**** RECORDS FOR THIS EXERCISE

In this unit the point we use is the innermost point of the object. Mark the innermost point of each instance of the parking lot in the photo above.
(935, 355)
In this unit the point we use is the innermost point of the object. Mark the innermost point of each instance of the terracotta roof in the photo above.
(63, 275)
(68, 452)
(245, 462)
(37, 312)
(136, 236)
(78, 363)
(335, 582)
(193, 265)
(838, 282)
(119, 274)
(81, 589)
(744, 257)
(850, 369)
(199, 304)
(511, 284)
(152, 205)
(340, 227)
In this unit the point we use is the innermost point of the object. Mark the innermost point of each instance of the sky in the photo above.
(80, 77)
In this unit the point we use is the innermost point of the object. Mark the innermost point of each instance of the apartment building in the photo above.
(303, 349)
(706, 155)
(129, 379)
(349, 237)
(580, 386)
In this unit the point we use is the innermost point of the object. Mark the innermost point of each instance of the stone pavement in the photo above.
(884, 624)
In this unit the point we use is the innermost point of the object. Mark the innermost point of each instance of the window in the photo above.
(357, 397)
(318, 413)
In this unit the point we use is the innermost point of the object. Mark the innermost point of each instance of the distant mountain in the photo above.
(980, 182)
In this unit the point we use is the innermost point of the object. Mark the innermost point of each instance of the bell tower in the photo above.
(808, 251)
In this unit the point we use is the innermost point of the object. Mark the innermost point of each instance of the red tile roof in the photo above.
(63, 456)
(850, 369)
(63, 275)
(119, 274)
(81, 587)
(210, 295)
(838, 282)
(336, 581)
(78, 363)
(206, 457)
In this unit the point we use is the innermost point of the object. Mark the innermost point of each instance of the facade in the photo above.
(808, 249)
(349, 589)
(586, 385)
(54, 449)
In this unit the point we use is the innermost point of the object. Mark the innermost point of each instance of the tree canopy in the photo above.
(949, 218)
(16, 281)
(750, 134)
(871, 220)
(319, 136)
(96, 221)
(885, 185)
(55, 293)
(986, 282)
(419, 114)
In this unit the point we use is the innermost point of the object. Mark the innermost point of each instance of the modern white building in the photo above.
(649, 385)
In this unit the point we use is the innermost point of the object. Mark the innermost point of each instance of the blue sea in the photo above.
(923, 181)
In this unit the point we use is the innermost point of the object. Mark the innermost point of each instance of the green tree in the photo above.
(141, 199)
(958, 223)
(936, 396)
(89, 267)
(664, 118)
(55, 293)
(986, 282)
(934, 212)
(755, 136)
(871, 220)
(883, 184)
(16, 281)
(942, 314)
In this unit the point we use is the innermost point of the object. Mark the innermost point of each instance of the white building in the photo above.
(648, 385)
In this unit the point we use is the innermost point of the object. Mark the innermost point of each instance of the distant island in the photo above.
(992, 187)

********

WHAT YOU WILL DO |
Recast all of the lines above as a JSON list of strings, one string per line, with blank lines left out.

SOLVED EXERCISE |
[
  "In this unit the point we use is the innermost point of the object. Mark the innermost point of each instance of the parking lot in the photo above.",
  "(935, 355)",
  "In this unit the point we use is the innermost point of the object. Mark the innermost point of each instance of the terracotta roof in the photo above.",
  "(63, 275)",
  "(68, 452)",
  "(245, 462)",
  "(37, 312)",
  "(136, 236)",
  "(78, 363)",
  "(335, 582)",
  "(193, 265)",
  "(838, 282)",
  "(119, 274)",
  "(81, 589)",
  "(744, 257)",
  "(850, 369)",
  "(199, 304)",
  "(511, 284)",
  "(152, 205)",
  "(340, 227)",
  "In this unit the point we use is the innermost point of the object. Mark the innermost point of each instance of the sky in the photo above.",
  "(80, 77)",
  "In this unit the point we use is the innermost point of the object. Mark the innermost point of each instance of the apartment building in the photo above.",
  "(303, 349)",
  "(706, 155)",
  "(129, 379)",
  "(349, 237)",
  "(580, 386)",
  "In this unit the point we use is the innermost point of the object. Mark the innermost point of each instance of the stone pavement in the photo above.",
  "(884, 624)",
  "In this unit the point we use is the innermost point of the object. Mark the innermost point of each instance of the window in the photo above.",
  "(357, 397)",
  "(318, 413)",
  "In this unit the point we use is the innermost point of the object. Mark the innermost point of each instance of the distant mountain in the photo above.",
  "(980, 182)",
  "In this unit the point we use is the innermost point of the object. Mark the innermost point of each instance of the bell tower in the photo above.",
  "(808, 251)",
  "In this unit the point we use is the innermost point of the object. Mark the innermost point of each instance of the red tile roof in the photo above.",
  "(63, 456)",
  "(850, 369)",
  "(63, 275)",
  "(119, 274)",
  "(81, 587)",
  "(210, 295)",
  "(838, 282)",
  "(336, 581)",
  "(78, 363)",
  "(206, 457)",
  "In this unit the point we use is the innermost point of the object. Mark the innermost point of each instance of the facade in the photo above.",
  "(808, 249)",
  "(349, 589)",
  "(586, 385)",
  "(54, 449)",
  "In this unit the point we use is the innermost point of the object. Mark the innermost point of each instance of the tree canopy in the photo above.",
  "(949, 218)",
  "(16, 281)",
  "(750, 134)",
  "(871, 220)",
  "(319, 136)",
  "(96, 221)",
  "(885, 185)",
  "(55, 293)",
  "(986, 282)",
  "(419, 114)",
  "In this unit the point we use is the innermost point of the object. Mark the innermost point of each instance of the modern white building in the photo above.",
  "(649, 385)",
  "In this unit the point we use is the innermost point of the object. Mark the innermost point of each instance of the blue sea in the photo above.",
  "(923, 181)",
  "In this unit the point we use is the innermost point of the object. Mark the innermost point of each instance of the green tree in the photo above.",
  "(141, 199)",
  "(958, 223)",
  "(936, 396)",
  "(89, 267)",
  "(664, 118)",
  "(55, 293)",
  "(986, 282)",
  "(934, 212)",
  "(755, 136)",
  "(871, 220)",
  "(883, 184)",
  "(16, 281)",
  "(942, 314)",
  "In this unit the point we use is the innermost point of the object. Mark the innermost point of each instance of the white building in the photo above.",
  "(648, 385)",
  "In this unit the point we use is the innermost point of the object. Mark the innermost point of each instance of the distant island in the photo above.",
  "(992, 187)"
]